Leave out every line before the one that contains "Tag every instance of the woman with sunglasses". Please restate that line and the rest of the data word for word, through the end.

━━━━━━

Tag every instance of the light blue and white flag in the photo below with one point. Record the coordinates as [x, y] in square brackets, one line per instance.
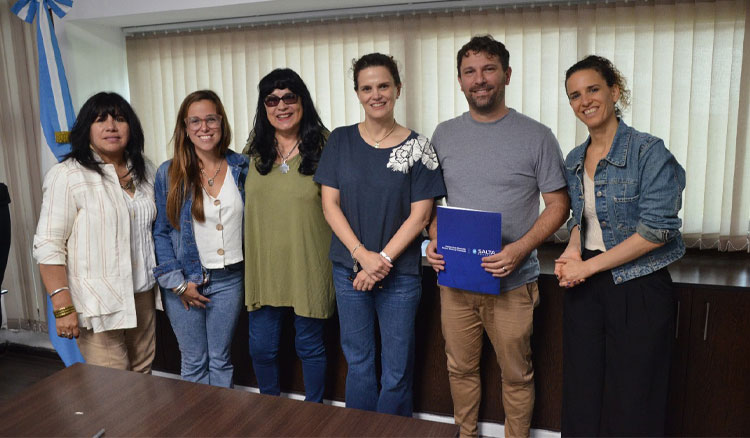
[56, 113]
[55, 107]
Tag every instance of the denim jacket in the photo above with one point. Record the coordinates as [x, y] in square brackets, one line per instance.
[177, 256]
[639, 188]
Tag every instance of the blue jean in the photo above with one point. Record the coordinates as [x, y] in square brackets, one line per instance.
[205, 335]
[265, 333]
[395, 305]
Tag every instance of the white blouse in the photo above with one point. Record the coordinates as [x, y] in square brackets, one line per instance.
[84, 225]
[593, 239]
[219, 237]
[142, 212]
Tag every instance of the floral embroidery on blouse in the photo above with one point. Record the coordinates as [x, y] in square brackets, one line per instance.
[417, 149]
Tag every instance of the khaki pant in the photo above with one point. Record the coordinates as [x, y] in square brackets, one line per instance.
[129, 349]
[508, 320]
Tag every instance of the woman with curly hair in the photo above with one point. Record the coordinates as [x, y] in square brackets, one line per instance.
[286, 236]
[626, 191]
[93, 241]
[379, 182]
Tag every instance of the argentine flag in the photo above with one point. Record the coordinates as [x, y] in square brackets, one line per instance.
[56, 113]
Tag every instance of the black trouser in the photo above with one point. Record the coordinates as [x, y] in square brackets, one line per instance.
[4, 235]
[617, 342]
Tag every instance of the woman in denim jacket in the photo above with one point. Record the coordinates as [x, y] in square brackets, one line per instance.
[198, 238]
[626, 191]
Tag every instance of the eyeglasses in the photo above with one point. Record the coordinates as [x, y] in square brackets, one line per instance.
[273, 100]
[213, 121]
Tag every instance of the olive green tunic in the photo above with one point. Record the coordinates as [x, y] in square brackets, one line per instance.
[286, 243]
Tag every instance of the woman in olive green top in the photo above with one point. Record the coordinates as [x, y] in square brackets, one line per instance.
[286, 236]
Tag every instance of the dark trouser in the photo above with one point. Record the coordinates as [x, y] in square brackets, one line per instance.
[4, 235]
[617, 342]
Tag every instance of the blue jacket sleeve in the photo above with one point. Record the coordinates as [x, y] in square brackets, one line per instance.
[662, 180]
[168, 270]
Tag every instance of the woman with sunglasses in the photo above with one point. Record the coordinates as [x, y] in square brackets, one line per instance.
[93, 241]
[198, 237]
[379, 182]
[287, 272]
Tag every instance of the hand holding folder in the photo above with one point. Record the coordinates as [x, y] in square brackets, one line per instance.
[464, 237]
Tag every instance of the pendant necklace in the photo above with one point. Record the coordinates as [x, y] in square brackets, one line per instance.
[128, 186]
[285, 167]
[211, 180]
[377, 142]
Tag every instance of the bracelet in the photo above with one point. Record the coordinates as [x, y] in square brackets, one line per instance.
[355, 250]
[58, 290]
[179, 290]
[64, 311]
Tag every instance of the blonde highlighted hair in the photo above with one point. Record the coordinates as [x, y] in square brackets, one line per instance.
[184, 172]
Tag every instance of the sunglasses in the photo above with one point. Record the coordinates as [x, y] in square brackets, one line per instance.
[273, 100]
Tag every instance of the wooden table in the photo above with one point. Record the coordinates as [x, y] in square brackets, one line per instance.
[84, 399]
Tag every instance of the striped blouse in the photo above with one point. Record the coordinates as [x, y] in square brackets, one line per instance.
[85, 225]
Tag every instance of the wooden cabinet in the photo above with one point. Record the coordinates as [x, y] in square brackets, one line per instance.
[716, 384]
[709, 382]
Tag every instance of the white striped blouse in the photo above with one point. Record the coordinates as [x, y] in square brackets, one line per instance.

━━━━━━

Answer to this exercise
Tag every instance of the woman with sunglasses in the photo above with one point. Record the coordinates as [x, y] in square brackets, one line per instance.
[93, 241]
[198, 237]
[379, 182]
[287, 272]
Tag every instance of the hand holding folder in the photo above with one point. Record the coordinates as [x, y] in square brackets, one line per instance.
[464, 237]
Tag every instance of the pendant necklace in the photo above with one point. Record the coordinates as [x, y] in square brackets, one line per instance.
[128, 186]
[285, 167]
[211, 180]
[377, 142]
Tag every instance of the bracelet in the photo above with one point. Record the coordinates as [x, y] in square brackets, one line per instance.
[355, 250]
[58, 290]
[179, 290]
[64, 311]
Tag every instance of the blonde highlighted hair in the photo above with one point. Record the coordinates as [x, y] in square brackets, one line per instance.
[184, 172]
Tag every instance of the sunglasses in the photo above with one point. Record the coordinates as [x, y] in square brackets, one line per instance.
[273, 100]
Tag every instance of the wooden table in the photo above with one point. Record the coordinates as [x, y] in square brackets, one line per instance.
[84, 399]
Tag every instance of the striped blouse in the photo above with one point. Record the coordinates as [x, y] in square brackets, one line per instance.
[85, 225]
Tag every instance of the wooden cabinet in the photo above with one point. Record the coordinates as [x, y] in square brackets, one line per instance.
[716, 384]
[709, 382]
Tag every instance of the white striped blouse in the photo above with one point. Record the coordinates as [x, y] in square brackets, one line per instance.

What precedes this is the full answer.